Instructions to follow: Copy the data precisely, character for character, and leave out every picture.

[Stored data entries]
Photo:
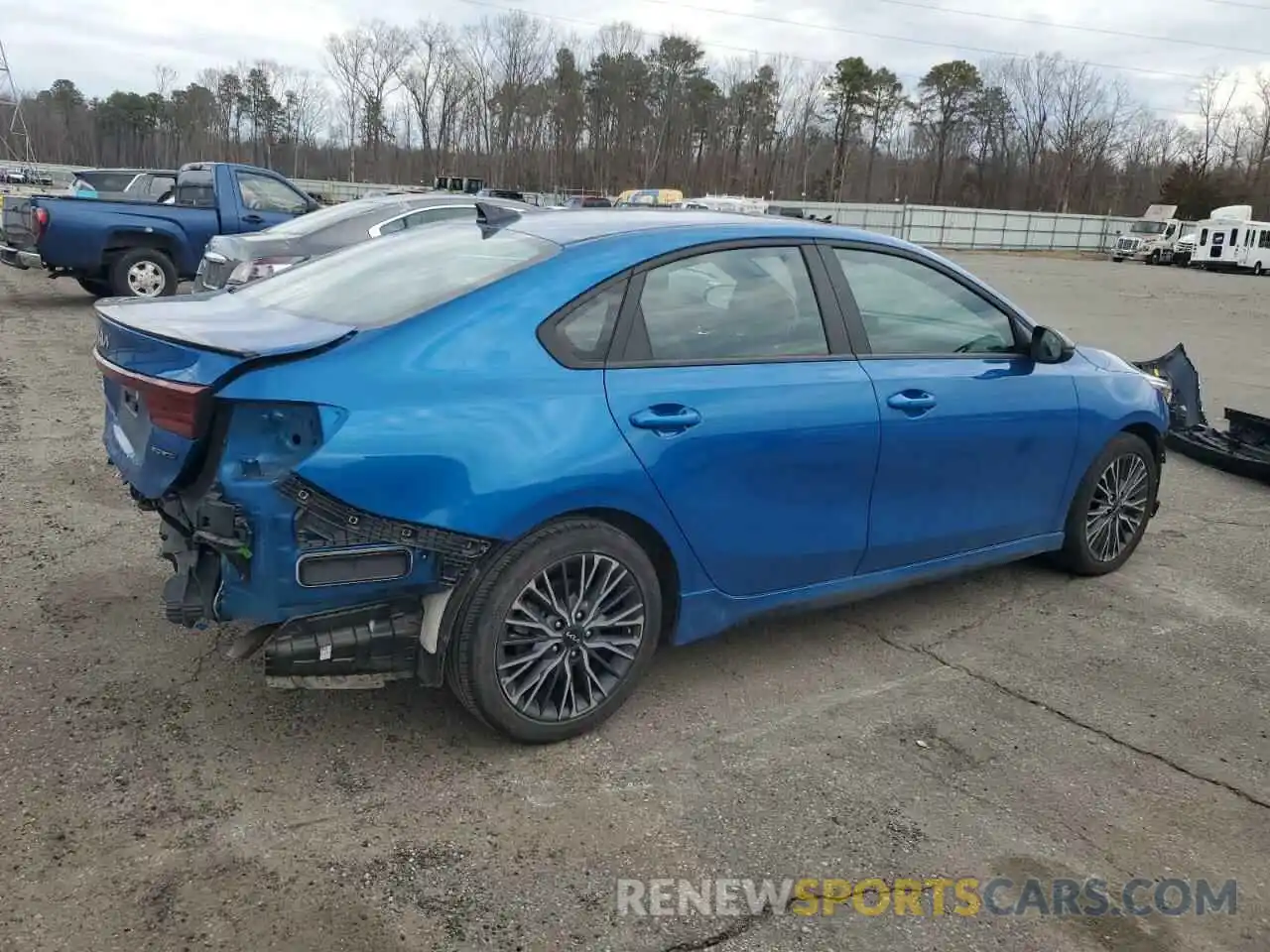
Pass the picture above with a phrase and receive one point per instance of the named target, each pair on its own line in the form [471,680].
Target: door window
[262,193]
[735,304]
[908,307]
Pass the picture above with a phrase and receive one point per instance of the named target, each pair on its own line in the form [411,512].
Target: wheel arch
[668,569]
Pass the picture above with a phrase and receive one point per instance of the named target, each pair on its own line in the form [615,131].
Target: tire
[1080,556]
[96,289]
[144,267]
[476,648]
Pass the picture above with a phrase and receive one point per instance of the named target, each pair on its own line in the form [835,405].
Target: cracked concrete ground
[158,797]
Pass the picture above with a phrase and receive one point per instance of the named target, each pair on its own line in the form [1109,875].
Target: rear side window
[377,284]
[581,335]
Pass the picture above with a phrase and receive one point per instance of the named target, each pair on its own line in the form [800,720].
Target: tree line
[509,100]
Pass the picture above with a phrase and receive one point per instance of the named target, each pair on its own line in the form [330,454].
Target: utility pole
[14,139]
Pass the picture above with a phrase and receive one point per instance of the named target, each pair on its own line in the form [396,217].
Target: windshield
[382,282]
[334,214]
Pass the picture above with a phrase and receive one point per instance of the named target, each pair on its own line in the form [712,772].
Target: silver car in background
[230,261]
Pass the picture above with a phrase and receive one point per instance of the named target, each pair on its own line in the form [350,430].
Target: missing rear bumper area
[356,648]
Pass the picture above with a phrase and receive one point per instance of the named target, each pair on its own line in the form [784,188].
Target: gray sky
[117,44]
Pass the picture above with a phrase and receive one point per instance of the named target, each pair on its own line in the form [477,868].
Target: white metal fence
[976,229]
[935,226]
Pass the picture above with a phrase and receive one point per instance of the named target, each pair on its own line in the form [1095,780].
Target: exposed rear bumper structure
[208,542]
[19,259]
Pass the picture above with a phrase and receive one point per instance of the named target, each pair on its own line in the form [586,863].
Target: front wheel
[1112,506]
[558,631]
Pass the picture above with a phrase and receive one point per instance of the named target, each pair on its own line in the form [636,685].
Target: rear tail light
[261,268]
[177,408]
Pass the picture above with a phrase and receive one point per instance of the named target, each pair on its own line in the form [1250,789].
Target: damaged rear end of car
[335,595]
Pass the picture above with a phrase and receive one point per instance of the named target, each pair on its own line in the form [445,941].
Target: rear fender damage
[363,647]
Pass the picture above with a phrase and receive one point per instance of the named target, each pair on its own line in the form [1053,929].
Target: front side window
[262,193]
[737,304]
[910,307]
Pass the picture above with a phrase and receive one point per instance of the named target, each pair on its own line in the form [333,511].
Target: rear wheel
[1111,508]
[144,272]
[558,633]
[96,289]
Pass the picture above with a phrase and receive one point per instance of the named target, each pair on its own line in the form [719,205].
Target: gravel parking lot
[1016,722]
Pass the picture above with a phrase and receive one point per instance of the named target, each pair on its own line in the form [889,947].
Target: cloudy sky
[117,44]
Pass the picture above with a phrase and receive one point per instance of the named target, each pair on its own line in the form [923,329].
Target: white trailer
[1152,238]
[1229,239]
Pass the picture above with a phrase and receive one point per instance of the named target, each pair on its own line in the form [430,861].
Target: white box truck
[1152,238]
[1229,239]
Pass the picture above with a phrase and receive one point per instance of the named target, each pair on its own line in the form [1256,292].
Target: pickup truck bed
[143,249]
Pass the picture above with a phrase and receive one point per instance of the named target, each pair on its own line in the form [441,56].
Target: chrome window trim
[377,230]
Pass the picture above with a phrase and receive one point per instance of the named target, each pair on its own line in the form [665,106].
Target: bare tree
[1211,99]
[347,62]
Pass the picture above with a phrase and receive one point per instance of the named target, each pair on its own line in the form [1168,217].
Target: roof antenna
[495,216]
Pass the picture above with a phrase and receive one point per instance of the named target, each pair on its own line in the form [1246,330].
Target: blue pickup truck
[144,249]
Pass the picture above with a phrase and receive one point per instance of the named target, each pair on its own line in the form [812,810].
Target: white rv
[1151,239]
[1230,240]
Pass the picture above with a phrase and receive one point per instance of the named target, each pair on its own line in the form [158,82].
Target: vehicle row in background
[1229,239]
[144,249]
[238,259]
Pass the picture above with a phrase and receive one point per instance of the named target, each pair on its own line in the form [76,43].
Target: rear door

Written solution:
Photo:
Pass the picture above with a phrase and receive one point per instance of the named target, each pair on its own line in the form [471,680].
Target: door window
[262,193]
[735,304]
[908,307]
Pass the picture above with a phrase and receive one point per instance of the named target, each pair on its own line in the form [411,512].
Target: wheel arch
[668,569]
Pass the picture above with a phrase and receive one point per instance of the named target, each pair on its own line in the form [615,131].
Target: tire
[1080,556]
[96,289]
[144,267]
[476,648]
Pass the picture above with a phrase and receive one point per instance of the named target, each pair on its own line in the form [835,405].
Target: cracked concrete ground
[158,797]
Pass the picture above with a phrase and receive one point per instance of the named target, each pair on its own line in the form [1109,875].
Target: rear side window
[377,284]
[581,335]
Pass the picture above with a phrase and receive one point per instance of the named target, each pair on its own line in the form [800,720].
Target: tree line
[509,100]
Pass the picture above with a phrase and receive one point per instance of the named target, each pair on its own line in the form [330,454].
Target: utility pole
[14,139]
Pass the picture above with a phrase and receive one point per instance of the named target, each pair on its own line in the form [396,217].
Target: windshield
[382,282]
[334,214]
Pass the picture above with a phrase and receive one point per instance of the named target, each pair on its own line in the form [712,772].
Target: silver car in background
[230,261]
Pass the picture above with a phrase and receive one point per instance of the named target, each pair on its own line in the form [350,430].
Target: missing rear bumper area
[356,648]
Pass the picture above with a phrase and receive one point per instance of the named target, each pair on its own line in the form [784,188].
Target: gray sky
[117,44]
Pass the picture above with a phrase and receive one point per instance of the named target, each pair on its own line in the form [477,868].
Target: white metal fence
[976,229]
[935,226]
Pass the picture above with a phrase and receive one point per instance of the named target, each pair on its own line in the form [1095,780].
Target: exposed rear bumper structure
[208,542]
[19,259]
Pass the picture above with a phrase and receive one point per instance of the named target, each pair on its own line in the form [586,863].
Target: front wheel
[1112,506]
[558,631]
Pass the picture above with a phrase and receive one point per instance of the named target, each pair on its own line in the form [636,685].
Target: rear tail light
[261,268]
[177,408]
Pass the picture above with a phrase and receive one point per instance of the named target, each pair on its own line in the form [1250,789].
Target: damaged rear end of car
[335,595]
Pass the picture above with a phrase and receive one point per instance of the named target, each pair on its own line in the form [445,941].
Target: rear fender damage
[363,647]
Pass the picture above with a phrase and receive one point per instance of the named target, each pair on its own line in the form [1053,929].
Target: front side window
[262,193]
[737,304]
[910,307]
Pass the picture above with a phrase and receive one point per instance of the named target, each pair on its own line in the form [333,511].
Target: rear wheel
[1111,508]
[144,272]
[558,633]
[96,289]
Pass the picture above with a phrase and receive one point per instance of the named target, each pair on its own line in the form [719,205].
Target: gravel parking lot
[1016,722]
Pass the picture above with a phrase and receive one point per instance of the named target, each pair on its own line in the form [889,947].
Target: cloudy sky
[117,44]
Pass the picture above with a phrase and receive one point per instance of the named target, each pair on its own line in the form [923,329].
Target: white trailer
[1152,238]
[1229,239]
Pass the picture above with a phrase and receive one point per instance of the named target, each pair on its own line in the form [430,861].
Target: white box truck
[1152,238]
[1229,239]
Pass the picture above with a phrase and receive one point per instance of the named target, each pair on its own line in the form [1256,292].
Target: pickup truck bed
[143,249]
Pass the picture above with a phrase and receive one point per instance of the named target, each pair on its own line in the form [441,56].
Target: chrome window trim
[377,230]
Pass the picture above with a phrase and receive one point per instance of the named target, each pair on its own line in the form [665,106].
Target: bare tree
[1211,99]
[347,62]
Pass the picture above with a phrase and receive one point per instance of the named target, each pair on its own line in the form [1168,217].
Target: roof antenna
[495,216]
Pass the picture above with a phrase and receive one point per instance of the named target, each pair on its own line in the form [1246,330].
Target: blue pickup truck
[144,249]
Pass the picture above with a phrase and receive one point per instance of the named target, each pair on its own line in the form [812,810].
Target: white rv
[1151,239]
[1230,240]
Pass the picture above with a phrase and receive one point per instance of the named target, each pair on its own line in the form [158,82].
Target: vehicle row in background
[1229,239]
[144,249]
[238,259]
Pass the picture above with a phrase and receive one point per instance of the named target, each pair on its own line in the form [76,43].
Target: rear door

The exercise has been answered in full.